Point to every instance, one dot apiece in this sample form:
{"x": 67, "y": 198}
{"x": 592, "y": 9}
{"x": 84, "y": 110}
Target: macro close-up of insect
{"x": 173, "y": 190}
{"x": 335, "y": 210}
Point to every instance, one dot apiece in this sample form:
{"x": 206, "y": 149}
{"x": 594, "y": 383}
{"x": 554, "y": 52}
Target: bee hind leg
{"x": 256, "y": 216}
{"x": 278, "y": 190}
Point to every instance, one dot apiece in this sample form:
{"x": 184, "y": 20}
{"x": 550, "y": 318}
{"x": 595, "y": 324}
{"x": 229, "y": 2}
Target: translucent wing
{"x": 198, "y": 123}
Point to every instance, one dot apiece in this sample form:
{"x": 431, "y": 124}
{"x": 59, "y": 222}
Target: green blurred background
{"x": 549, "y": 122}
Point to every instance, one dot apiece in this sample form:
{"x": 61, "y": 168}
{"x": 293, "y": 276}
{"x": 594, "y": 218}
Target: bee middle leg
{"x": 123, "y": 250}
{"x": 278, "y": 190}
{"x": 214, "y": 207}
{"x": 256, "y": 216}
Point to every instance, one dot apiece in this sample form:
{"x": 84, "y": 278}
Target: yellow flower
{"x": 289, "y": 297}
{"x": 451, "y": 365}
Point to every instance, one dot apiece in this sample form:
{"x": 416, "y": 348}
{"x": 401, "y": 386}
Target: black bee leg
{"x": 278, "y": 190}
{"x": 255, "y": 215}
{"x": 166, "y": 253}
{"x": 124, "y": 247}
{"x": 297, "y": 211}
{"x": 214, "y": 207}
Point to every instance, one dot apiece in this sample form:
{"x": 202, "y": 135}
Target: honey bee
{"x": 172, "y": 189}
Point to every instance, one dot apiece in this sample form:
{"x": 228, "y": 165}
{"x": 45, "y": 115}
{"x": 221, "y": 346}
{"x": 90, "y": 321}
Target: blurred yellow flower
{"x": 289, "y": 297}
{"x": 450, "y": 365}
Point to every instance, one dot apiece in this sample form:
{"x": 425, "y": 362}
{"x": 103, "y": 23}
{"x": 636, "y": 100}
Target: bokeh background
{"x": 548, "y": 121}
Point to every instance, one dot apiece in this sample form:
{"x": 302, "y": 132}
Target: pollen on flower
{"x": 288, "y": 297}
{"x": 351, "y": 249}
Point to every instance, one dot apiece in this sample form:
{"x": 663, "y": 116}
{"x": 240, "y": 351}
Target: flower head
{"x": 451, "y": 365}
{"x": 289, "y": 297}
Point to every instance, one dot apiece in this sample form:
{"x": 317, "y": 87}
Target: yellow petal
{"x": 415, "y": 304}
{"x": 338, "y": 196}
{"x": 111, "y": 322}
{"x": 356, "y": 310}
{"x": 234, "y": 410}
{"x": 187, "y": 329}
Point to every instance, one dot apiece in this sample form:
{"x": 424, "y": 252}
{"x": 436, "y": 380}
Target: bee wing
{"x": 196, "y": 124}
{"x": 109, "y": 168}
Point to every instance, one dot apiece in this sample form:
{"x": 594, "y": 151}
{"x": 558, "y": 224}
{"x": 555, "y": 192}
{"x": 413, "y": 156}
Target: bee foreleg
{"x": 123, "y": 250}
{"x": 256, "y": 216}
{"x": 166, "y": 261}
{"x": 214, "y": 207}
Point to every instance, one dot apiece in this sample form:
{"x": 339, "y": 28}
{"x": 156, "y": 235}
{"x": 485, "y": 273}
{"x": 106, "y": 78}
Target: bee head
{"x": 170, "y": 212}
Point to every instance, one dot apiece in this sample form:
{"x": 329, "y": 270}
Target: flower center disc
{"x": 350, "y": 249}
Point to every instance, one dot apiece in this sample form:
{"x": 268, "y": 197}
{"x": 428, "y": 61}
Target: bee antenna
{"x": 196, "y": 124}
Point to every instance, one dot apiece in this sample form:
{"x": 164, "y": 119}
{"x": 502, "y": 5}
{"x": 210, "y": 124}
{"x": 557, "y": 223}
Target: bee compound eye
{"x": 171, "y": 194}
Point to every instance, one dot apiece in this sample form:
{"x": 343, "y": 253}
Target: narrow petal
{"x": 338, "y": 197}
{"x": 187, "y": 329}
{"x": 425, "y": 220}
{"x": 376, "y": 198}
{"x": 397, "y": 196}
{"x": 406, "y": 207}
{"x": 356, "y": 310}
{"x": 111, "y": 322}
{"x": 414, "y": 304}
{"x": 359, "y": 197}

+===+

* _PROBLEM TO SOLVE_
All the entries above need to be reproduced exactly.

* _RESULT OF THIS TASK_
Point to every instance, one dot apiece in this sample form:
{"x": 67, "y": 198}
{"x": 592, "y": 9}
{"x": 84, "y": 110}
Target: macro close-up of insect
{"x": 173, "y": 190}
{"x": 335, "y": 210}
Point to every instance, one dot apiece in this sample form:
{"x": 206, "y": 149}
{"x": 594, "y": 383}
{"x": 554, "y": 52}
Target: bee hind leg
{"x": 256, "y": 216}
{"x": 278, "y": 190}
Point to every instance, one dot apiece in this sample form:
{"x": 184, "y": 20}
{"x": 550, "y": 318}
{"x": 595, "y": 324}
{"x": 229, "y": 2}
Target: translucent wing
{"x": 198, "y": 123}
Point to every instance, one dot apiece in this sample form:
{"x": 431, "y": 124}
{"x": 59, "y": 222}
Target: green blurred background
{"x": 549, "y": 122}
Point to every instance, one dot apiece in this sample form:
{"x": 61, "y": 168}
{"x": 293, "y": 276}
{"x": 594, "y": 218}
Target: bee middle leg
{"x": 123, "y": 250}
{"x": 278, "y": 190}
{"x": 214, "y": 207}
{"x": 256, "y": 216}
Point to every instance, one dot apiece in this sample form:
{"x": 84, "y": 278}
Target: yellow flower
{"x": 289, "y": 297}
{"x": 451, "y": 365}
Point to every instance, one dot apiece in this sample form:
{"x": 416, "y": 348}
{"x": 401, "y": 386}
Target: black bee leg
{"x": 278, "y": 190}
{"x": 255, "y": 215}
{"x": 166, "y": 253}
{"x": 124, "y": 247}
{"x": 297, "y": 211}
{"x": 214, "y": 207}
Point to every instance, one dot apiece in this sample form:
{"x": 202, "y": 135}
Target: honey bee
{"x": 172, "y": 189}
Point to every instance, one dot apiece in this sample form:
{"x": 228, "y": 165}
{"x": 45, "y": 115}
{"x": 221, "y": 346}
{"x": 90, "y": 321}
Target: blurred yellow flower
{"x": 289, "y": 297}
{"x": 450, "y": 365}
Point to every instance, one dot apiece in this sample form:
{"x": 425, "y": 362}
{"x": 103, "y": 23}
{"x": 636, "y": 100}
Target: bokeh background
{"x": 548, "y": 121}
Point to every instance, one dot apiece in this sample form:
{"x": 302, "y": 132}
Target: pollen on flower
{"x": 288, "y": 297}
{"x": 351, "y": 249}
Point to every instance, one dot apiece in this sample form:
{"x": 663, "y": 116}
{"x": 240, "y": 351}
Target: flower head
{"x": 451, "y": 365}
{"x": 289, "y": 297}
Point to every instance, one dot apiece in this sample form:
{"x": 317, "y": 87}
Target: yellow petal
{"x": 415, "y": 304}
{"x": 338, "y": 196}
{"x": 111, "y": 322}
{"x": 356, "y": 310}
{"x": 234, "y": 410}
{"x": 187, "y": 329}
Point to every instance, one dot apiece in this sample form:
{"x": 424, "y": 252}
{"x": 436, "y": 380}
Target: bee wing
{"x": 196, "y": 124}
{"x": 109, "y": 168}
Point to every instance, one dot apiece in this sample form:
{"x": 594, "y": 151}
{"x": 558, "y": 224}
{"x": 555, "y": 192}
{"x": 413, "y": 156}
Target: bee foreleg
{"x": 123, "y": 250}
{"x": 256, "y": 216}
{"x": 166, "y": 261}
{"x": 214, "y": 207}
Point to every instance, one dot apiece in this sample form:
{"x": 339, "y": 28}
{"x": 156, "y": 235}
{"x": 485, "y": 273}
{"x": 106, "y": 78}
Target: bee head
{"x": 170, "y": 212}
Point to every instance, one dot apiece in this sample form:
{"x": 329, "y": 270}
Target: flower center disc
{"x": 350, "y": 249}
Point to every instance, one dot apiece in this sample form:
{"x": 268, "y": 197}
{"x": 428, "y": 61}
Target: bee antenna
{"x": 196, "y": 124}
Point to every instance, one dot apiece in this sample form:
{"x": 164, "y": 119}
{"x": 502, "y": 5}
{"x": 210, "y": 124}
{"x": 557, "y": 223}
Target: bee compound eye
{"x": 171, "y": 194}
Point to every instance, one dot apiece in this sample form:
{"x": 343, "y": 253}
Target: narrow petal
{"x": 338, "y": 197}
{"x": 187, "y": 329}
{"x": 425, "y": 220}
{"x": 376, "y": 198}
{"x": 397, "y": 196}
{"x": 406, "y": 207}
{"x": 356, "y": 310}
{"x": 111, "y": 322}
{"x": 414, "y": 304}
{"x": 359, "y": 197}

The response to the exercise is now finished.